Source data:
- - - -
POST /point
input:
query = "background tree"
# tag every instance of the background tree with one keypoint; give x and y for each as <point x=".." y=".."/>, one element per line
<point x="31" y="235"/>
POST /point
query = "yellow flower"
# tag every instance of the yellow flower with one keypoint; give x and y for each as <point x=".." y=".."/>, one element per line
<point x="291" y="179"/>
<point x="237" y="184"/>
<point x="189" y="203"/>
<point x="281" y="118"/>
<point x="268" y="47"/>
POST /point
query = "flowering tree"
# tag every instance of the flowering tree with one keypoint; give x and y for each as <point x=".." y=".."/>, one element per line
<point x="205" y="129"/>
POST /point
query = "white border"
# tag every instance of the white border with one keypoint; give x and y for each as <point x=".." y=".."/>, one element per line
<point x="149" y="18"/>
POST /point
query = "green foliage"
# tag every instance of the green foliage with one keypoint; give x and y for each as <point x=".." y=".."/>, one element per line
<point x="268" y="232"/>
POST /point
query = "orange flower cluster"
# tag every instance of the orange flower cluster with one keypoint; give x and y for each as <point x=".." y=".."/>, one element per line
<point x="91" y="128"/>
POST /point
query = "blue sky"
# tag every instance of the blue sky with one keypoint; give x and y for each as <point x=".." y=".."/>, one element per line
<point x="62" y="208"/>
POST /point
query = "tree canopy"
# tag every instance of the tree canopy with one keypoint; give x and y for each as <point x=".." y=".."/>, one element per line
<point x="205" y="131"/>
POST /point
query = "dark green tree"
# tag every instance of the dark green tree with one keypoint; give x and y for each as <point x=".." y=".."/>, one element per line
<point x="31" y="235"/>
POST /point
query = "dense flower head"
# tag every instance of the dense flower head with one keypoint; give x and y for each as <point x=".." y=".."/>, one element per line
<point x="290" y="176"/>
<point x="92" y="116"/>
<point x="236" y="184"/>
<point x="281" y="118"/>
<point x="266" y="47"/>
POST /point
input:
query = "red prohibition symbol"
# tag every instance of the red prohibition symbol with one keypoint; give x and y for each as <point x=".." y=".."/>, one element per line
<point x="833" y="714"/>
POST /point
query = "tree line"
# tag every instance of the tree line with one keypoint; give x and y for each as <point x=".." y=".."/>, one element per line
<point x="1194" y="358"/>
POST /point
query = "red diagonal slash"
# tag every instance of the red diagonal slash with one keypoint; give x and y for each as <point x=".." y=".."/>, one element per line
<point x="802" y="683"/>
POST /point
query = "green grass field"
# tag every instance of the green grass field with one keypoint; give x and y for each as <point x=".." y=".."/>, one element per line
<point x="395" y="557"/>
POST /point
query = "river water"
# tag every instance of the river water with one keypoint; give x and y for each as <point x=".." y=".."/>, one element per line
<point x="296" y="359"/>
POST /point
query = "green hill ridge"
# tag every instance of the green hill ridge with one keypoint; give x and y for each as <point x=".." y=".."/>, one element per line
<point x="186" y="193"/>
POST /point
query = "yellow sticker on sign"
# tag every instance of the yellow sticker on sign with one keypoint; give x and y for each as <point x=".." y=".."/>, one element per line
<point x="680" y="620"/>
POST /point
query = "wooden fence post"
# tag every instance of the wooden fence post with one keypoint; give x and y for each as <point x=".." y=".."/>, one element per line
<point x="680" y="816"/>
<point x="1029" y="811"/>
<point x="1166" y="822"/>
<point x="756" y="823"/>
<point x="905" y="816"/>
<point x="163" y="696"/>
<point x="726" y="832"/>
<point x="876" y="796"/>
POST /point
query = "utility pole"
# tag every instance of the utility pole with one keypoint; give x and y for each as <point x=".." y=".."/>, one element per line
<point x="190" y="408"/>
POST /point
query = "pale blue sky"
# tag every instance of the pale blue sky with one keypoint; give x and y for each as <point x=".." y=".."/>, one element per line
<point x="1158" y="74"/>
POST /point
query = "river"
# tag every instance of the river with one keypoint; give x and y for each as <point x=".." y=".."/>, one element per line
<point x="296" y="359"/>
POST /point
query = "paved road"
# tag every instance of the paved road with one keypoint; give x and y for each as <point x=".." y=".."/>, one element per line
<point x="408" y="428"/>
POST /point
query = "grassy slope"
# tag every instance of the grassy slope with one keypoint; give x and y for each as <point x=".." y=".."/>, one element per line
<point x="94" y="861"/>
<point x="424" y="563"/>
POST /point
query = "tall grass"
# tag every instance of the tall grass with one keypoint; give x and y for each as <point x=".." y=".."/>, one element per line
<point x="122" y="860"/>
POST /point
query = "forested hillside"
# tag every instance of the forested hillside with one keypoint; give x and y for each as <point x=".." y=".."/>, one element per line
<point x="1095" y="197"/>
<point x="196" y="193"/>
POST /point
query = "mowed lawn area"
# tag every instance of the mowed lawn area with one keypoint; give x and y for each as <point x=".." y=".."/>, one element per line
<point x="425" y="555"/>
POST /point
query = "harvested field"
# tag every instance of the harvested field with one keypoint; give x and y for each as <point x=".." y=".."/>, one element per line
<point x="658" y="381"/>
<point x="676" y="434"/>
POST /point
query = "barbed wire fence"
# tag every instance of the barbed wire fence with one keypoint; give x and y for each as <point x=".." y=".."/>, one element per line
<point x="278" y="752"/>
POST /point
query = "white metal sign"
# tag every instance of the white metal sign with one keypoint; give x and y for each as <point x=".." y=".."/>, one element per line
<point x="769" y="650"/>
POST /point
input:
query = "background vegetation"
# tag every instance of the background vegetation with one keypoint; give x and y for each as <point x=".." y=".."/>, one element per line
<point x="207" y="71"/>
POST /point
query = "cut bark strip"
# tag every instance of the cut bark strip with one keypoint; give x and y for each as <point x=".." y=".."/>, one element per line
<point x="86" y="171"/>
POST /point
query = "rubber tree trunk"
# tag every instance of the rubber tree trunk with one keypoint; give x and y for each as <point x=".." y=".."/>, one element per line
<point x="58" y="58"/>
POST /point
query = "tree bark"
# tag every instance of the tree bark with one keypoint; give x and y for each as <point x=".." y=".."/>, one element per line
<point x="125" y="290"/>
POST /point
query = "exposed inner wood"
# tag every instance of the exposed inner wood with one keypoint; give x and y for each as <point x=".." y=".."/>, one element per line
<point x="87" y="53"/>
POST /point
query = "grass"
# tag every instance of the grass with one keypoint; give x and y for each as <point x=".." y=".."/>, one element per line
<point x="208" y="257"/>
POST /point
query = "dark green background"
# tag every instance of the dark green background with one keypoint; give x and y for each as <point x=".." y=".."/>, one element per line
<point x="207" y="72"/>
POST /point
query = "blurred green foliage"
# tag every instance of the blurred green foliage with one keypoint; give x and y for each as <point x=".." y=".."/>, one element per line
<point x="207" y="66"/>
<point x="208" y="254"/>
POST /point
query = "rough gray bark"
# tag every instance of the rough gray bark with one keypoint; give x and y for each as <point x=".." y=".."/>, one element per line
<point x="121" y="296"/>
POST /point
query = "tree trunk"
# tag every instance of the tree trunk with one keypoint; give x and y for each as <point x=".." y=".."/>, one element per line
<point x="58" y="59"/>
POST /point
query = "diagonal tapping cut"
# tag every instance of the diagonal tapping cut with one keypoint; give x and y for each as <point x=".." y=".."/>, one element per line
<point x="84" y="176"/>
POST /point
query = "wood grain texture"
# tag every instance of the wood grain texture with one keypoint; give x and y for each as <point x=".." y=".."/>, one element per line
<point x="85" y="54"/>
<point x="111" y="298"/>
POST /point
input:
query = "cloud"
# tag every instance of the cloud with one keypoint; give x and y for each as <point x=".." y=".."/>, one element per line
- - - -
- **Exercise aim**
Copy every line of the entries in which "cloud" can be found.

- **Answer box**
query = "cloud"
# tag every instance of the cloud with one keypoint; give x and y for each as <point x=".." y=".."/>, one element per line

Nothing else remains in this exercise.